> _SELECTED PASSAGE_
━━━━━━━━━━

History records General Grant as a man of great determination and tenacity. He was unwilling to yield his point, so determined was he to renew the assault in the afternoon. The order for attack descended in proper gradation from the lieutenant-general down to regimental commanders; but when the bugles sounded the onset, there was no forward movement, and the immoble lines of the army of the Potomac thus silently rebuked its commander for his butchery. Its inactive attitude spoke plainer than words:‘Show us a possibility and no troops will more loyally and promptly respond, but to again hurl us against certain defeat and direful slaughter, we must refuse to obey.’

Thus for the second time Cold Harbor became the scene of the fiercest of conflicts, and established its value as a strategic point.

It is worthy of note to mention the great disparity of numbers [380] engaged, and how, in the two battles, conditions were reversed. In the battles of Richmond, McClellan's army numbered 115,102 men, and, in this engagement, fought on the defensive Cold Harbor, next to Malvern Hill—the strongest position in his line. Lee's forces were 69,762, and in this, as in others of the Richmond battles, were the aggressors, yet he wrested this stronghold by one of the most daring assaults history records.

In the second battle of Cold Harbor conditions were reversed— Lee was behind the defenses, his army about 49,000. Grant was to attack with 140,000 men. He hurled his immense weight upon Lee, but with no effect, except to destroy his men. This leads up to the inquiry, ‘Was either the better soldier?’

The spring of 1863 found Lee's army at Fredericksburg watching his powerful antagonist across the Rappahannock. Longstreet had been detached for service near Suffolk, and the Army of Northern Virginia thus weakened.

━━━━━━━━━━

> _DATASET CONTENT_

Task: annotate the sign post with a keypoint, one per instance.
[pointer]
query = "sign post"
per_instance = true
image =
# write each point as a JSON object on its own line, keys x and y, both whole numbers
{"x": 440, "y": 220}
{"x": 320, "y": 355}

━━━━━━━━━━

> _THINGS TO DO_
A. According to the Cold Harbor passage, how many men did Grant have for his attack in the second battle of Cold Harbor?
B. State whether each statement agrees with the Cold Harbor passage, answering yes or no and quoting the deciding words: (i) Lee's army in the second battle of Cold Harbor numbered about 49,000. (ii) Lee's forces were the aggressors in the Richmond battles. (iii) In the spring of 1863, Longstreet was with the Army of Northern Virginia at Fredericksburg.
The records stand apart from the Cold Harbor passage.

> _ANSWERS FOR THE EXERCISE_
A. 140,000 men.

B.
(i) Yes: "Lee was behind the defenses, his army about 49,000."
(ii) Yes: "Lee's forces were 69,762, and in this, as in others of the Richmond battles, were the aggressors"
(iii) No: "Longstreet had been detached for service near Suffolk, and the Army of Northern Virginia thus weakened."